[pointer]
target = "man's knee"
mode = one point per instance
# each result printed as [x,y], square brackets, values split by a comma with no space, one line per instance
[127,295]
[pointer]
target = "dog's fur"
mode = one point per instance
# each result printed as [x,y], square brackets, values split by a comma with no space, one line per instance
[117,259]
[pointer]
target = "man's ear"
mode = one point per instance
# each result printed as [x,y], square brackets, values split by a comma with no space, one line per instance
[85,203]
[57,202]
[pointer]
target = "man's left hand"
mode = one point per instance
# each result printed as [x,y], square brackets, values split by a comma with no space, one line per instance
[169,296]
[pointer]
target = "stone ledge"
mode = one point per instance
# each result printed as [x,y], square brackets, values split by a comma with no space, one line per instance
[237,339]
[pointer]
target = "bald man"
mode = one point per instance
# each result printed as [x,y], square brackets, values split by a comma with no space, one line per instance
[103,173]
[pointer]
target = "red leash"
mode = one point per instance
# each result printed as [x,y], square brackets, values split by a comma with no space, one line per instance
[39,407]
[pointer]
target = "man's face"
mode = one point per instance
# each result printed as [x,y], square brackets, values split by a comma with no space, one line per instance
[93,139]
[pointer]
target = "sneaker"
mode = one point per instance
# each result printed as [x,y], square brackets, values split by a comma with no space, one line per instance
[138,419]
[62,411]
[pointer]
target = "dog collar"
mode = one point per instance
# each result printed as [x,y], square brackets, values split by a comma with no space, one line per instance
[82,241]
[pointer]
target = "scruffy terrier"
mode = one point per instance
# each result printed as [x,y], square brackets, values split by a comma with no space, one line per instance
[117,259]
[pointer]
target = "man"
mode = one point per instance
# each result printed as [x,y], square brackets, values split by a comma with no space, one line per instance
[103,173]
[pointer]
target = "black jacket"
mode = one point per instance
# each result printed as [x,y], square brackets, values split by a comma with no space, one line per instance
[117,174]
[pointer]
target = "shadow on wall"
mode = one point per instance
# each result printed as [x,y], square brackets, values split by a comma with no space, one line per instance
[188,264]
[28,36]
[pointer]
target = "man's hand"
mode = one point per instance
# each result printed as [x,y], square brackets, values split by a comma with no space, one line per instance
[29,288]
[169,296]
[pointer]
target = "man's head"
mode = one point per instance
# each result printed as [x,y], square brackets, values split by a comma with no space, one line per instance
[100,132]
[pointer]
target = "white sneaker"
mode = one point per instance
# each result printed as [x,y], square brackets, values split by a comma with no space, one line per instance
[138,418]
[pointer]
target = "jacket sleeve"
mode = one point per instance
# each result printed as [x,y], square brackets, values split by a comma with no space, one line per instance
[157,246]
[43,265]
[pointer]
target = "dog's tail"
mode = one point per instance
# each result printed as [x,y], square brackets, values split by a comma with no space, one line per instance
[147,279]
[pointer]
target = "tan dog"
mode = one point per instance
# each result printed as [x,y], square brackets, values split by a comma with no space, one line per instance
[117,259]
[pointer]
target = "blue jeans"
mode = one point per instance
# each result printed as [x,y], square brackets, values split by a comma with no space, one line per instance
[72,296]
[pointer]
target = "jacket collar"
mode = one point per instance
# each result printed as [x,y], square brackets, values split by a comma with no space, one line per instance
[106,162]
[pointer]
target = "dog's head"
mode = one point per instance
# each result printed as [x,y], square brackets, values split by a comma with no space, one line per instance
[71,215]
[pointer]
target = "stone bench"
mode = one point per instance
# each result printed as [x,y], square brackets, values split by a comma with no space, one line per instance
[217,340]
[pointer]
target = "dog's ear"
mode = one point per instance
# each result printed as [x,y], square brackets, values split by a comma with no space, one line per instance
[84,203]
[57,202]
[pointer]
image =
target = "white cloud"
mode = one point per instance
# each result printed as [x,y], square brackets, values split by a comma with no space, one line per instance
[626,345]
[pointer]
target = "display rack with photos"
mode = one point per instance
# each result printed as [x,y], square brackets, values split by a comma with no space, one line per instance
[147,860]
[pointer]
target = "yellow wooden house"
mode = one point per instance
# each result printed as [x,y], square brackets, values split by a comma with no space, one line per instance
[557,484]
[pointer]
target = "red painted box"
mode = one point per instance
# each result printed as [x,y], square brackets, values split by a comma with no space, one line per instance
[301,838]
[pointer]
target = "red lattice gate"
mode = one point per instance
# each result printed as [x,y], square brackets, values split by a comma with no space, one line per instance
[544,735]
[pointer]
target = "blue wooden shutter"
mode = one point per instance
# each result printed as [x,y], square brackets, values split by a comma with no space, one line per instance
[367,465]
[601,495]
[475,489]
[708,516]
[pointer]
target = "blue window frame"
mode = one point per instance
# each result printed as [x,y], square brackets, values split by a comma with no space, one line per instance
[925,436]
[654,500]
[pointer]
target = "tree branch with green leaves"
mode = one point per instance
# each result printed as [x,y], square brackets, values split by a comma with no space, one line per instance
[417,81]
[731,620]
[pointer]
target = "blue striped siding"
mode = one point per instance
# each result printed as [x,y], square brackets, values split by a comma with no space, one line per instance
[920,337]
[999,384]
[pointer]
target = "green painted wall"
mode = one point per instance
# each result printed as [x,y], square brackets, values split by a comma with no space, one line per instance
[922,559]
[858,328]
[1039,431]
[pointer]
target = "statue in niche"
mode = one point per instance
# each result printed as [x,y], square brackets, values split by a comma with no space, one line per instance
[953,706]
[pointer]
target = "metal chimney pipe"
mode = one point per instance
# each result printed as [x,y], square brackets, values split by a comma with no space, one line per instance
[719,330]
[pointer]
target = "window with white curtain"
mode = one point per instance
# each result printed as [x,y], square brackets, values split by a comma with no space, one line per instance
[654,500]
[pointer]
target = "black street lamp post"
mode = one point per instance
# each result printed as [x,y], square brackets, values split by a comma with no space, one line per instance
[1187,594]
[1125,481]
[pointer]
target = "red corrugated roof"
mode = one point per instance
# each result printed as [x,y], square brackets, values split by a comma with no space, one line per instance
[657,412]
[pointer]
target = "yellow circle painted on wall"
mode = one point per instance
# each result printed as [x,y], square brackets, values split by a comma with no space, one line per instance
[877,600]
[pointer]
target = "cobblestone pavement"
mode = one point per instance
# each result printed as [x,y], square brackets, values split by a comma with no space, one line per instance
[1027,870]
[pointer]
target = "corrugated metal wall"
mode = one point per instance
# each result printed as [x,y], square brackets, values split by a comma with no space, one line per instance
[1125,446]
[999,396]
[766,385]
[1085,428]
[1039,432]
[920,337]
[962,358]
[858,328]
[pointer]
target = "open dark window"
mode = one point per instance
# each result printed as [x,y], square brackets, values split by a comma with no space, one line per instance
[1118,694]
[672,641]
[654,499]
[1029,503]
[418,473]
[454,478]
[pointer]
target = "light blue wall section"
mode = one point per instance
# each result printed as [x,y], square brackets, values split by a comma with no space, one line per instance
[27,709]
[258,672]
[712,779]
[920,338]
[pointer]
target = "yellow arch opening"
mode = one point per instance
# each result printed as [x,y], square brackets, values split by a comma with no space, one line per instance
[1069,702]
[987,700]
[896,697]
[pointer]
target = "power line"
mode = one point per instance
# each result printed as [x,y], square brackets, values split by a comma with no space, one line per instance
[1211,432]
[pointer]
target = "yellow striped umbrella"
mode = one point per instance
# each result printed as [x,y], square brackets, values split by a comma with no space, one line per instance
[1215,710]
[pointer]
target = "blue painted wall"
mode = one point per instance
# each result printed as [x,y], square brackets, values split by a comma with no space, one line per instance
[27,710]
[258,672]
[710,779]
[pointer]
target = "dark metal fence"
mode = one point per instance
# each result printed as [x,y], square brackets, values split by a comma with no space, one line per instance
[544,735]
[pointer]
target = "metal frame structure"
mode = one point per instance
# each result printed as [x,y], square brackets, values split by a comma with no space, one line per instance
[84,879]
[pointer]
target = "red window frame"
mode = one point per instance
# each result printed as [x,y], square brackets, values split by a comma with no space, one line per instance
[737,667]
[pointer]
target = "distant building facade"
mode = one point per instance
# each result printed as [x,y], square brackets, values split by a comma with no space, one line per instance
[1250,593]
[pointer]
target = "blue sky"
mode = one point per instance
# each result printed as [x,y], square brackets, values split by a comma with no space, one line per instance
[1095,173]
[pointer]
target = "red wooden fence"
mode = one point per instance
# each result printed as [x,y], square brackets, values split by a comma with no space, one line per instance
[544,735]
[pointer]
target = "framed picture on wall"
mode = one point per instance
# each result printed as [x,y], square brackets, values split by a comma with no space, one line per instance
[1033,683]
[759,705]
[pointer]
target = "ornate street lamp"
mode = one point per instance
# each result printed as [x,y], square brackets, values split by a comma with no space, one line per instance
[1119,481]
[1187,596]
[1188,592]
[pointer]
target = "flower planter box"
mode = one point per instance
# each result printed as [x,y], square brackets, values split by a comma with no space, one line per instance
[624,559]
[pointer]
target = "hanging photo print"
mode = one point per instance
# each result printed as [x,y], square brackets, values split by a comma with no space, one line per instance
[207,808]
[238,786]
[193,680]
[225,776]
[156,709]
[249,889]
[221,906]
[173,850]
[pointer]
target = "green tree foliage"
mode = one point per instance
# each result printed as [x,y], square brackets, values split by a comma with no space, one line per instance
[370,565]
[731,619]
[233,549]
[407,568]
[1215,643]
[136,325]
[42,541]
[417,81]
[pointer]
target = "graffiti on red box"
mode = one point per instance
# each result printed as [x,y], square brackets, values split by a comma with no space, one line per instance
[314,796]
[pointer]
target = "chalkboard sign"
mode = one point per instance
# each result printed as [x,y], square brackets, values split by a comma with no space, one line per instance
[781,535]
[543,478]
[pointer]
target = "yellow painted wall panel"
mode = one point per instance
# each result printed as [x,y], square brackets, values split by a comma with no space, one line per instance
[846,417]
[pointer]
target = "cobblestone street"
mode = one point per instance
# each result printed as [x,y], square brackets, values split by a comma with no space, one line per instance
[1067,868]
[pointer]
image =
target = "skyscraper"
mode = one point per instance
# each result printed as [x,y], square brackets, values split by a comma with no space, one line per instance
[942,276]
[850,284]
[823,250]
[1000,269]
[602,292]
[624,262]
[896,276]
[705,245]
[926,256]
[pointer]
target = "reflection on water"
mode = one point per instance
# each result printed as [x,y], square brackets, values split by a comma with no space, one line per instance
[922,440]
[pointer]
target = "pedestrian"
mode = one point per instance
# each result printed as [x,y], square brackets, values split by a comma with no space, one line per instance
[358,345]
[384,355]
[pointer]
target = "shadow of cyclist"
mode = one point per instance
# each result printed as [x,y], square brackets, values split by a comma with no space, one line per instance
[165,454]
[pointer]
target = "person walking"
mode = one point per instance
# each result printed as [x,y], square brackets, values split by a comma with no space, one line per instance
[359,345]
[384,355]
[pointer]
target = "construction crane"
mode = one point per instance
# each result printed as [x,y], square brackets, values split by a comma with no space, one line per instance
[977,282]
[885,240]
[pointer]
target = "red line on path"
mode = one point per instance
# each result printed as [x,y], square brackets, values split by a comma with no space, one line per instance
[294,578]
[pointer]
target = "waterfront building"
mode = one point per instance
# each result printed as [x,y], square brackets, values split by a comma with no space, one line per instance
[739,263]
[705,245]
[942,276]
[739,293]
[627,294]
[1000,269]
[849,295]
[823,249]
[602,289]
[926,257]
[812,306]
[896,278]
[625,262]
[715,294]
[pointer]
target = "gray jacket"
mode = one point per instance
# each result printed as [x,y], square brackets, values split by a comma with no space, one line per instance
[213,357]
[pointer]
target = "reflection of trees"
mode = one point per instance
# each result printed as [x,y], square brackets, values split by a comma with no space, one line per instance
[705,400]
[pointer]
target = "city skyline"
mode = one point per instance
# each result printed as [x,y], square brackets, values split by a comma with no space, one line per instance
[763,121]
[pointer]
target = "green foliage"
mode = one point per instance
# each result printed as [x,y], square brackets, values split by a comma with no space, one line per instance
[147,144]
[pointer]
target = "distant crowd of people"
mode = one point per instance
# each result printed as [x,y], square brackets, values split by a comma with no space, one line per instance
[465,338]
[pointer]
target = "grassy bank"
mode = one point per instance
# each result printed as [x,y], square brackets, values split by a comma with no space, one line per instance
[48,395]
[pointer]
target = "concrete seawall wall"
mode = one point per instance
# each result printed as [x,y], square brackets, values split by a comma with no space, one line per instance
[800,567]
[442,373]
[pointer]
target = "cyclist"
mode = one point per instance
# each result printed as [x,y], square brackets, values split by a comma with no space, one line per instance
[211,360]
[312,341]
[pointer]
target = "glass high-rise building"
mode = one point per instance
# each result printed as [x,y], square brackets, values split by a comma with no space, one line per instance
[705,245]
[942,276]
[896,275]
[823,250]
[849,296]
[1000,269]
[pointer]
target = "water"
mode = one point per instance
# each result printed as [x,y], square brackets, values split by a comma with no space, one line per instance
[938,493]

Work to be completed »
Using the listing, collect all lines in which the string "wooden" is found.

Expected answer »
target = "yellow wooden house"
target = "blue wooden shutter"
target = "red wooden fence"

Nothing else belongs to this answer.